[Coordinate labeling data]
--------------------

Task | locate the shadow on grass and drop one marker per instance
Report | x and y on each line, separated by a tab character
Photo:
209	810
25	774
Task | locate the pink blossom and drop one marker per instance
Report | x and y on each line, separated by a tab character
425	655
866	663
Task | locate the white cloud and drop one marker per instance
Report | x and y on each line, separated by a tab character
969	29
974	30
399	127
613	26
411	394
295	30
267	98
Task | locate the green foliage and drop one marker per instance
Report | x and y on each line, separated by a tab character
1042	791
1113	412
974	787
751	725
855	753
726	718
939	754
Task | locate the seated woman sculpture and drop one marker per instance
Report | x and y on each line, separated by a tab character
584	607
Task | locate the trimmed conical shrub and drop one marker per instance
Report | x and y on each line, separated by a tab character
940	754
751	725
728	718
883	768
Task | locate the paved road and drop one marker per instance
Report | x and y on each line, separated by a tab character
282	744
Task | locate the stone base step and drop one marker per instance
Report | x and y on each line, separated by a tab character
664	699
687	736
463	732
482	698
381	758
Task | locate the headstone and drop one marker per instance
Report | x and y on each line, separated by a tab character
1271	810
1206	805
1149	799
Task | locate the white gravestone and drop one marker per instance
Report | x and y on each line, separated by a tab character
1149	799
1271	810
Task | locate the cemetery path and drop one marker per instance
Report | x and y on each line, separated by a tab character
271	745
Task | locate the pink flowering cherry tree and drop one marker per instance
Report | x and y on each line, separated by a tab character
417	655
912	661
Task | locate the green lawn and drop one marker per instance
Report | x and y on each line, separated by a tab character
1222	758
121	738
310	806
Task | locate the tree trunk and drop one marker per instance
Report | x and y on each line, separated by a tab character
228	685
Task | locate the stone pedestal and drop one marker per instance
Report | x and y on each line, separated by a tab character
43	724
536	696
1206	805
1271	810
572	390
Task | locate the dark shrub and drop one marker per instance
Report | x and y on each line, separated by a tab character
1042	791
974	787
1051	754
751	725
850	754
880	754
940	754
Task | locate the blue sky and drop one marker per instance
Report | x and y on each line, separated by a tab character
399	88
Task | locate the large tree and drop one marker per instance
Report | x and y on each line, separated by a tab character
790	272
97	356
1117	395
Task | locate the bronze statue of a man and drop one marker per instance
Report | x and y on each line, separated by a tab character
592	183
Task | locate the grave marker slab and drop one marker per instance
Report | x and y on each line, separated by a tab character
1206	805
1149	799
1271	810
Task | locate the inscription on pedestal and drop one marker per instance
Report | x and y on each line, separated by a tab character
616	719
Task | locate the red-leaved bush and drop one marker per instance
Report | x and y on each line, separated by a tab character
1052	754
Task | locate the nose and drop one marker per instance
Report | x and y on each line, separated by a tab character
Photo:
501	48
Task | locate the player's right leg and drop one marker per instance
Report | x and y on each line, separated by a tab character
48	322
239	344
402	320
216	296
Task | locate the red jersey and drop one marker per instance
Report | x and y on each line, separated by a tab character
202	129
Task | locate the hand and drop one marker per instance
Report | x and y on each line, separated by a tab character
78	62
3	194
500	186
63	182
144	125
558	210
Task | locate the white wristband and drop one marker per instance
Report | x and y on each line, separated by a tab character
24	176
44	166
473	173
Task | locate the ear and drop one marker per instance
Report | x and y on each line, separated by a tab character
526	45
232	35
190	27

--------------------

» Exercise goal:
Print the rows above exactly as they appear, beginning with the line that contains "Task | locate the hand" and continuing through the end of the rows.

» Exercise output:
Task | locate the hand and drop one marker per instance
Report | x and y on each line, separated by a tab character
78	62
3	194
500	186
63	182
144	125
558	210
Task | locate the white wristband and drop one marker per instance
Report | x and y on each line, separated by a tab character
24	176
44	166
473	173
Task | locate the ear and drop one marker per instance
Report | x and y on each line, separated by a tab character
526	45
232	35
190	27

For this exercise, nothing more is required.